_TEXTO CITADO_
□ □ □ □ □

Fue en la izquierda de los 80, específicamente de 1984 a 1986, que se alojó el mayor número de comisiones de mujeres con una prédica feminista. Comisiones autoconvocadas, asesoras, paralelas, minoritarias, sin mayor reconocimiento por parte de los órganos de dirección, pero que convocaban a militantes que trabajaban para redefinir los sentidos de la izquierda desde una perspectiva feminista.(**)

Trascendiendo el ámbito partidario, estaban las organizaciones sociales, integradas en gran parte por quienes provenían del campo de la izquierda o mantenían dobles militancias (triples y cuádruples también), es decir, quienes participaban de forma simultánea en las organizaciones partidarias, sociales y sindicales. Estas organizaciones, aunque se decían autónomas y contaban en algunos casos con las académicas, mantenían estrechos lazos con el campo de la izquierda, no sólo por su base social, sino también por el rol desplegado en la elaboración de un corpus de ideas feministas con un sentido específico, como se aprecia en el acápite de esta nota.(*)

□ □ □ □ □

_TAREA A_
En el texto sobre el feminismo en la izquierda de los 80, ¿entre qué años se alojó en la izquierda el mayor número de comisiones de mujeres con una prédica feminista?
_TAREA B_
Prosigue el texto sobre el feminismo en la izquierda de los 80 a partir de su última oración.

_DATOS PROPORCIONADOS_
□ □ □ □ □

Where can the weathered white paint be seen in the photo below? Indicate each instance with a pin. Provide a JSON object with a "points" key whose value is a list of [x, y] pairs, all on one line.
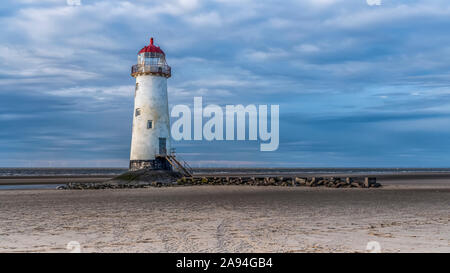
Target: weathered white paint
{"points": [[151, 99]]}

□ □ □ □ □

_RESPUESTA FINAL A_
De 1984 a 1986.

_RESPUESTA FINAL B_
Lejos de vaciar la política y licuar a la izquierda, las feministas que transitaban entre organizaciones sociales y partidarias realizaron un importante esfuerzo por definir los propios términos de lo que quería decir ser feminista, y tomar distancia, temporal y espacial, de otros feminismos: el del norte y el liberal de principios de siglo. Una apuesta por definir una “forma propia de ser feministas”, un feminismo de izquierda o socialista, un feminismo latinoamericano o tercermundista, no un feminismo reformista, sino uno revolucionario.

El diagnóstico fue realizado en un lenguaje y un marco de interpretación que en sentido amplio podrían decirse marxistas. La condición de la mujer fue señalada como de opresión, específicamente de explotación, en una cadena sexista. La doble jornada laboral constituía el nudo básico de esa situación, producto de la división sexual del trabajo. La interrogante permanente por el valor económico del trabajo invisible de la mujer en el hogar -“¿qué se paga y qué se compra con el trabajo doméstico gratuito de la mujer?”- daba cuenta del lugar medular que ocupaba el trabajo como fenómeno social y estructurador de las relaciones sociales entre hombres y mujeres.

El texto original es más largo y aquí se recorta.